GIVEN PASSAGE start
PERRYSBURG TOWNSHIP, Ohio — He called himself Rick Nye, at least on Facebook Marketplace. His friendly profile picture featured a little girl giving him a hug. His page was filled with great deals — deeply discounted power tools still in the box. 

Nye’s social media presence was unremarkable for a man from this suburb just south of Toledo. He looked like just another guy who had extra equipment to offload. 

Someone wanted the Husqvarna chainsaw he had advertised for $250, nearly half off the sticker price at the nearby Lowe’s. Nye agreed to meet his customer at a parking lot near the Baymont Inn. The buyer got a new chainsaw, and Nye drove off in his Ford F-150 with a fresh wad of bills.
GIVEN PASSAGE end
■ **REQUIRED WORK**
In the Facebook Marketplace seller story, what price did Nye list the Husqvarna chainsaw for? Rely only on the Facebook Marketplace seller story for what follows.
ENTRIES start
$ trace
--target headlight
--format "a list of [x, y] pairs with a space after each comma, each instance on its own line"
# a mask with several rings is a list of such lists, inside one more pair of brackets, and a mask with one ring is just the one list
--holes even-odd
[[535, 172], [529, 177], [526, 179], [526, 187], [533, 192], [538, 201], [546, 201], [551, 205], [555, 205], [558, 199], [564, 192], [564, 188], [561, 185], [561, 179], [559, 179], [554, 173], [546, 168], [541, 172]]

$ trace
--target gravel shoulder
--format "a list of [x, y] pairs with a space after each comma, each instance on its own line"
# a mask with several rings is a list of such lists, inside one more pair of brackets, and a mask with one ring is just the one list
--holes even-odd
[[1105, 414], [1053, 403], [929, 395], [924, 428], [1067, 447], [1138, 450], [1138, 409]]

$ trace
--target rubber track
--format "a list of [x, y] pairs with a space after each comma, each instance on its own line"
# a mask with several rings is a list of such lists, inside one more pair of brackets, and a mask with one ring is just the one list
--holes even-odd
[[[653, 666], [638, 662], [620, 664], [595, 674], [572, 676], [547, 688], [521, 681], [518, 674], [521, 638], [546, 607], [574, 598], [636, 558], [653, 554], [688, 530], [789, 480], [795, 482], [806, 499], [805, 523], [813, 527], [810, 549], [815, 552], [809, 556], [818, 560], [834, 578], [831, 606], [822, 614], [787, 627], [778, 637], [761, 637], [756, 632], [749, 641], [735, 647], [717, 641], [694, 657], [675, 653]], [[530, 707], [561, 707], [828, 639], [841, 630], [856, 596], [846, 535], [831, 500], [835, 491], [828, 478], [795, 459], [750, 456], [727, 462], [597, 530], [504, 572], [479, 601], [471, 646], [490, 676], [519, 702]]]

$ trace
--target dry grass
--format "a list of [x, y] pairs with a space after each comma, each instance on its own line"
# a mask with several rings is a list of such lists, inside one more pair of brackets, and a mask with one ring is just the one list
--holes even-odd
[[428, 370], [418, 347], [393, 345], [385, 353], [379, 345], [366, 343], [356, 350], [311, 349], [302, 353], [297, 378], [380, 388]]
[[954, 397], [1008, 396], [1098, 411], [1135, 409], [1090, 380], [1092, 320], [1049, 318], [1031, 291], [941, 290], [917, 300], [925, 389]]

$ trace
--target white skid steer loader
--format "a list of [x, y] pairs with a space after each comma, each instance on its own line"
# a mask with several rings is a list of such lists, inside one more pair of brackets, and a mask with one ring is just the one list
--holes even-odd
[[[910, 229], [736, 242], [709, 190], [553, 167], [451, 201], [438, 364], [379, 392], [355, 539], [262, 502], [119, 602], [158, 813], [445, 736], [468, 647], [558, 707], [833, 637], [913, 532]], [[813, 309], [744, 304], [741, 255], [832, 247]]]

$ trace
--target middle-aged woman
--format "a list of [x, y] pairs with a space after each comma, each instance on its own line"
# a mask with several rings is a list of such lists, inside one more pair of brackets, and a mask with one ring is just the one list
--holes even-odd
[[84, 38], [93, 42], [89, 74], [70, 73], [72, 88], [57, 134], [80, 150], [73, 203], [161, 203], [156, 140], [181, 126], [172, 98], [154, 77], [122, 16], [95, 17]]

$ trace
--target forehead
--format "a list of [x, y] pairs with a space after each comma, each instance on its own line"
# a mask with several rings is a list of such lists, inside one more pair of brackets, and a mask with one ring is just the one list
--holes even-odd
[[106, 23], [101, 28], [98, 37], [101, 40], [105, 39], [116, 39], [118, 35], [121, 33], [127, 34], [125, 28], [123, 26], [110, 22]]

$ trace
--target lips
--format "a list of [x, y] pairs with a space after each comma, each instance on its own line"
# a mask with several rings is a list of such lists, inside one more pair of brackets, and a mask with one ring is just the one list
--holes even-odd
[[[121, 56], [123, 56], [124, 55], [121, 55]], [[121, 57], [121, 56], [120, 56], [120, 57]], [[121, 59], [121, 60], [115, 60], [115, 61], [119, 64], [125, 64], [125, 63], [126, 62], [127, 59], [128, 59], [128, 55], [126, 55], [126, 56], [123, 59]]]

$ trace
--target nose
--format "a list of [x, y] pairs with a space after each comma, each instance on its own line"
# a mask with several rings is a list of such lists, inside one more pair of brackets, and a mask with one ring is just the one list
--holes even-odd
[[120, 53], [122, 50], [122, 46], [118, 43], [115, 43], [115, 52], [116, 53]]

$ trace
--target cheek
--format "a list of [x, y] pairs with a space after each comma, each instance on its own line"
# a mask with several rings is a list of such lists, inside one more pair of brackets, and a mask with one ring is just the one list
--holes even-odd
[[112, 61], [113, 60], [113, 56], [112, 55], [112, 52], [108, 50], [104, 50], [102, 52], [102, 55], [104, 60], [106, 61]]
ENTRIES end
■ **ANSWER TO THIS TASK**
$250